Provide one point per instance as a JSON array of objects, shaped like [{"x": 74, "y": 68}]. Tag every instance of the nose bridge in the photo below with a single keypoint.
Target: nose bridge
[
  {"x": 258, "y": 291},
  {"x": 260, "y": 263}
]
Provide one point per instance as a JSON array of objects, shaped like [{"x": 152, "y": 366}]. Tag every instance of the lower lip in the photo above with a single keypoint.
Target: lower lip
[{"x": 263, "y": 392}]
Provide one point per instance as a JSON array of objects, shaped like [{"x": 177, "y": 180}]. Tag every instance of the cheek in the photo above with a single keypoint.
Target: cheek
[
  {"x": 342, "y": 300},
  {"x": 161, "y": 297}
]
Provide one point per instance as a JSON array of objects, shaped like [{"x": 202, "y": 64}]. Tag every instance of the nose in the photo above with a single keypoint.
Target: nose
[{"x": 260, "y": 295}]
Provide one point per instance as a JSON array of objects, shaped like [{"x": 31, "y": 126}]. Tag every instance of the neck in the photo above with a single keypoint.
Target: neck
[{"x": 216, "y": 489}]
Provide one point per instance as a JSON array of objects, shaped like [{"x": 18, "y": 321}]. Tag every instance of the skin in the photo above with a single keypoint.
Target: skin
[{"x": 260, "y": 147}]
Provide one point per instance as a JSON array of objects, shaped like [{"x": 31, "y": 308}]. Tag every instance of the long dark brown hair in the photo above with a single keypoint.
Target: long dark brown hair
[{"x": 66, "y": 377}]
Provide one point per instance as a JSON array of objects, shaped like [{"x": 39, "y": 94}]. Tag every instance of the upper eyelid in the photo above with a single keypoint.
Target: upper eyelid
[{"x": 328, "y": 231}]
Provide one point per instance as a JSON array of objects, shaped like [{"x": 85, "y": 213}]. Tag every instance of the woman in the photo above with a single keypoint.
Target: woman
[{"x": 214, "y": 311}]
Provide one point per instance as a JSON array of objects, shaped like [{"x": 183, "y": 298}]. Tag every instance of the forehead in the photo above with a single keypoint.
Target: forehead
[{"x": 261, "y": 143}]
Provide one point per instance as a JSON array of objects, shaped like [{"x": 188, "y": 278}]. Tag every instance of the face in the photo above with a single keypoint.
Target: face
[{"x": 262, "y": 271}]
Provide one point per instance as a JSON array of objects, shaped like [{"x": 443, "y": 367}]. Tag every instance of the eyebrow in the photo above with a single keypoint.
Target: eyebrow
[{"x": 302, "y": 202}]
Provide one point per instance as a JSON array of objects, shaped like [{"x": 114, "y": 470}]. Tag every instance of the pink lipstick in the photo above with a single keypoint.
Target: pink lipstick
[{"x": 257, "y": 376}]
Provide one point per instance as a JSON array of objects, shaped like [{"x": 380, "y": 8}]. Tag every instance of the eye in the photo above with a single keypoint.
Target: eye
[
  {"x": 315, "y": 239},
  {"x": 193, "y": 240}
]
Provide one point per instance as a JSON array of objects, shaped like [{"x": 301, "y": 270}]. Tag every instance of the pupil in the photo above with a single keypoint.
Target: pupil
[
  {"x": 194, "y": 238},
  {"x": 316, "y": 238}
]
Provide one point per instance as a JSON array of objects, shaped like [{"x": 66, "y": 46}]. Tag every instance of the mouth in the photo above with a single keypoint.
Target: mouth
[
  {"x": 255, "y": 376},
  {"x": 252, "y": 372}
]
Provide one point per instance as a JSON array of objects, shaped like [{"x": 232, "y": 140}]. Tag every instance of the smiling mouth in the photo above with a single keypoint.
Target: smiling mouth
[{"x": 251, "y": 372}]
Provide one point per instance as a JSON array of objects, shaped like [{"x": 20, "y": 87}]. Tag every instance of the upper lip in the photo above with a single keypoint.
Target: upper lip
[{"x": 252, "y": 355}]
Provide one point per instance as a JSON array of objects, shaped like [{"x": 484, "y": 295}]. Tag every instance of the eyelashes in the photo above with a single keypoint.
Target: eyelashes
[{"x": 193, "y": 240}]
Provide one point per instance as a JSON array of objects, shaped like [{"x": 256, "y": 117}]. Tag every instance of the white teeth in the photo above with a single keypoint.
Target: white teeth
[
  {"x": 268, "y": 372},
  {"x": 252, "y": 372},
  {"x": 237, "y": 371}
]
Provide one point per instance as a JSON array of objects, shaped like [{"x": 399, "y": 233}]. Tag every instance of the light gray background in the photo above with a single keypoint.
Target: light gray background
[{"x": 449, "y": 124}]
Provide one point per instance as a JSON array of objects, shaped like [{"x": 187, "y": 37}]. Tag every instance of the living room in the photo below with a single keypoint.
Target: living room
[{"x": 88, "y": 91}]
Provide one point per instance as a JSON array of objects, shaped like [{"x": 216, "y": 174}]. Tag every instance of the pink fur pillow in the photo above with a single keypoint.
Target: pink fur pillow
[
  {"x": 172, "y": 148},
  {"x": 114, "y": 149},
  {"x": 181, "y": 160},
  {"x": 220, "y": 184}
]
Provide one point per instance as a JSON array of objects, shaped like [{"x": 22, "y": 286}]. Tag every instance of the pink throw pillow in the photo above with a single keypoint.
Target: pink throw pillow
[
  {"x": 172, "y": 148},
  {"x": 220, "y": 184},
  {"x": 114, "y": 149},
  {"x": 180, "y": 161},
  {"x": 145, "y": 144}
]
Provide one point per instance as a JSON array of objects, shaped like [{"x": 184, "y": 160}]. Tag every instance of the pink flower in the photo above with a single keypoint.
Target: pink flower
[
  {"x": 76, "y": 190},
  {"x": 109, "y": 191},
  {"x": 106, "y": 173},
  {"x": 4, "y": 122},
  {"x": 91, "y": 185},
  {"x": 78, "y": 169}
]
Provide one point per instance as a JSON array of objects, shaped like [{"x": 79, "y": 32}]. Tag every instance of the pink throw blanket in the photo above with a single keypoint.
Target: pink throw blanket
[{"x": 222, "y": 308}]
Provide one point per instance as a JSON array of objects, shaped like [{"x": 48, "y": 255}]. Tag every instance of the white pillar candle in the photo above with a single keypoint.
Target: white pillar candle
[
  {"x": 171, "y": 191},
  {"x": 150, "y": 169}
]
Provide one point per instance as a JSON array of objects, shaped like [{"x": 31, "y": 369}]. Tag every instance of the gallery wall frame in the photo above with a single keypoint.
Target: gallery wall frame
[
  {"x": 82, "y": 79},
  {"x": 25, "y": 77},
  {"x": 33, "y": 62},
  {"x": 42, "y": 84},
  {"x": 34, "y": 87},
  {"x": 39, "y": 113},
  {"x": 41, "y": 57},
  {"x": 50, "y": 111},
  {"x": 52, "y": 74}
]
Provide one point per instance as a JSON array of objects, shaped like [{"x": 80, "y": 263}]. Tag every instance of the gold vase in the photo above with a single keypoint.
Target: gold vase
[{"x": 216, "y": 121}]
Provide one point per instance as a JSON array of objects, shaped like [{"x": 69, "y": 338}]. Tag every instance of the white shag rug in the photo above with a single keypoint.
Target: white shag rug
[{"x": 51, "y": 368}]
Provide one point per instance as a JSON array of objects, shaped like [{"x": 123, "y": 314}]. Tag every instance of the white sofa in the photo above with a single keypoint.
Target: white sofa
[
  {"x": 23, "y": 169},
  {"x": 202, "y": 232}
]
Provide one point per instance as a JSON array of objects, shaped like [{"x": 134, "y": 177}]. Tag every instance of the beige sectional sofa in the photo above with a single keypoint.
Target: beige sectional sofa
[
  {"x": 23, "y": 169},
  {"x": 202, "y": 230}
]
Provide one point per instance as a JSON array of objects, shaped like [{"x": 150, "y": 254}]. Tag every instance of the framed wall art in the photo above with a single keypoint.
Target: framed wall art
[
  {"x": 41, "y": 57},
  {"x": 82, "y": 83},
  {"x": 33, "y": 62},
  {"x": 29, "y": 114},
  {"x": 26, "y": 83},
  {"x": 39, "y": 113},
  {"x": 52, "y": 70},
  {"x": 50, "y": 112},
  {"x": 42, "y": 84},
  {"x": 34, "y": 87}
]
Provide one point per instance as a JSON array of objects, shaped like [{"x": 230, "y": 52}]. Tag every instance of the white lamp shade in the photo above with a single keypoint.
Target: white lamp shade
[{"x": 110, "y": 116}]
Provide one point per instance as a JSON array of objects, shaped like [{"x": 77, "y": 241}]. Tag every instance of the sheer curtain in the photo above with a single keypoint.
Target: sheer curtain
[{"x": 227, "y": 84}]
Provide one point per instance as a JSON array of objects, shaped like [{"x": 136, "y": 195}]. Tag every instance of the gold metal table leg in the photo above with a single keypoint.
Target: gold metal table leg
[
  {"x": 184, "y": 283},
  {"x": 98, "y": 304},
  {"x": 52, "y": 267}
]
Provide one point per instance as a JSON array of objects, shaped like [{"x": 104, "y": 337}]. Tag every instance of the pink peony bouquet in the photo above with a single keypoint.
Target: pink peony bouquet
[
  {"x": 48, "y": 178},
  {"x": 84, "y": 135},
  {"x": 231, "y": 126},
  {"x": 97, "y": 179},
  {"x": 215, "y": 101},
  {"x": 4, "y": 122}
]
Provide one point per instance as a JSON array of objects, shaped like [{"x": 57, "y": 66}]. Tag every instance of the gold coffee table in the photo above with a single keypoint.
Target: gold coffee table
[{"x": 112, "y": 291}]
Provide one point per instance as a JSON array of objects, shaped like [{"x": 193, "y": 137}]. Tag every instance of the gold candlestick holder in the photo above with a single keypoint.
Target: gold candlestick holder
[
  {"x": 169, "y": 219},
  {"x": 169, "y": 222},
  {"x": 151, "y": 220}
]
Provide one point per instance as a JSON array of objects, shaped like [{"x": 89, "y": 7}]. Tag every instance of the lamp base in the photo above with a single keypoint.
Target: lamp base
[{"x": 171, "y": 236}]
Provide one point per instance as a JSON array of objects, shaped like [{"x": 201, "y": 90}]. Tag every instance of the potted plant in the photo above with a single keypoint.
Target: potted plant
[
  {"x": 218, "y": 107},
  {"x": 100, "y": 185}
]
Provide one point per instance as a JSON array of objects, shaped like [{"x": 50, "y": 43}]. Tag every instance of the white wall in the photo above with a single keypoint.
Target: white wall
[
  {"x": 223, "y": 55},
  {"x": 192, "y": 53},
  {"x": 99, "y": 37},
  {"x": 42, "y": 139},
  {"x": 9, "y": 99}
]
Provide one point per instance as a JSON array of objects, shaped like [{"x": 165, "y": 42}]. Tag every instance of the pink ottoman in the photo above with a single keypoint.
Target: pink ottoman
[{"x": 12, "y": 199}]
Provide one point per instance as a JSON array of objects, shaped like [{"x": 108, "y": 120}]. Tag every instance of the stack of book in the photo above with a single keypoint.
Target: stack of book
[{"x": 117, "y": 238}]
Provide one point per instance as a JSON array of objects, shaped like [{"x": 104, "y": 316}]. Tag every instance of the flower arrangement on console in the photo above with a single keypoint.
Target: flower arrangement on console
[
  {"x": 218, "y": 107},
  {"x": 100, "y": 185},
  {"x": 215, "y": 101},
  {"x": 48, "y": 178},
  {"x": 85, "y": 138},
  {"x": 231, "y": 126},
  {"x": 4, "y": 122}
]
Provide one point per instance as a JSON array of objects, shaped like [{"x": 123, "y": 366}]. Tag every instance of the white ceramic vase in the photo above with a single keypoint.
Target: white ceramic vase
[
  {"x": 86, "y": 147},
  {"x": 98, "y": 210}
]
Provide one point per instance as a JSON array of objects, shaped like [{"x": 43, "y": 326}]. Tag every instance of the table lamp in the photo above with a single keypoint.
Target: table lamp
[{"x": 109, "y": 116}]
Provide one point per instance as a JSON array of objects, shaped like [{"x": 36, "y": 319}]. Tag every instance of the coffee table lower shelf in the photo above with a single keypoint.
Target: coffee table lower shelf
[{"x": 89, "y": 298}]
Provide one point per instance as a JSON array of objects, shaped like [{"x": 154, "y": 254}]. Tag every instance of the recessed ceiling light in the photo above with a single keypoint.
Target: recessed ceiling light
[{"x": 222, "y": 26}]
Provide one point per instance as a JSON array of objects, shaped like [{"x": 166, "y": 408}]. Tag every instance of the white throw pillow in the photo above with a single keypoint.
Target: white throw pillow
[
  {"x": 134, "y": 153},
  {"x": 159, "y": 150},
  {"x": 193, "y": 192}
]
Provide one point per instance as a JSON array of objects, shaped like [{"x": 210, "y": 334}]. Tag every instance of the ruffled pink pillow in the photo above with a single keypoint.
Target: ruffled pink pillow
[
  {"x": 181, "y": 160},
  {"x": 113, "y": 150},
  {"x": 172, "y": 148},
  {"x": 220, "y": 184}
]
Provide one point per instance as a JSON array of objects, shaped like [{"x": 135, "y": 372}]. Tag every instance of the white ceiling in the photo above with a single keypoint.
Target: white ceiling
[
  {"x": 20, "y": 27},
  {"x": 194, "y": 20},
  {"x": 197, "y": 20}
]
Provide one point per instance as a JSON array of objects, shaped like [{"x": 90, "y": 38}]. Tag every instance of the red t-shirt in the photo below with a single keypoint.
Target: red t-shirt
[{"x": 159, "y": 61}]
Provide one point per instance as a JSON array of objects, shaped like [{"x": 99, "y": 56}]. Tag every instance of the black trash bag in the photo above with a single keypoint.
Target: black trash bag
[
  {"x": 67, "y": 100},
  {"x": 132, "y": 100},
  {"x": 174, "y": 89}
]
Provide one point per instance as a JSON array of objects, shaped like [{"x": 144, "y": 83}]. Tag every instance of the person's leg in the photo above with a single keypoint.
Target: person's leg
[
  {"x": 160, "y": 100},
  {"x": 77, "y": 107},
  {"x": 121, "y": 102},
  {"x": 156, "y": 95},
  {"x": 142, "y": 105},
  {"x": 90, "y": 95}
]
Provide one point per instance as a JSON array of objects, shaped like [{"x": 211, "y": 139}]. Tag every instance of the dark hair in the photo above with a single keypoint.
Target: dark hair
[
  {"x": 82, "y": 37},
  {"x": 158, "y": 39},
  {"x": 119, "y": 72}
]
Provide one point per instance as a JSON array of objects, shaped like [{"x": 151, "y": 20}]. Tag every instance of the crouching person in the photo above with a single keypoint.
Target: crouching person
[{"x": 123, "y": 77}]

━━━━━━━━━━

WORK TO BE COMPLETED: Using the material above, filter for lines holding "below" and copy each one.

REPLY:
Provide one point per instance as a JSON array of objects, shaped like [{"x": 74, "y": 68}]. Tag every instance of the nose bridge in the photo below with a single keypoint.
Provide one point per instance as a JSON array of objects, shaped like [{"x": 187, "y": 37}]. Tag every instance of the living room in the photo below with a single keypoint.
Provide one point per instance as a JSON array of objects, shaped like [{"x": 90, "y": 38}]. Tag every instance of the red t-shirt in the photo below with a single keypoint.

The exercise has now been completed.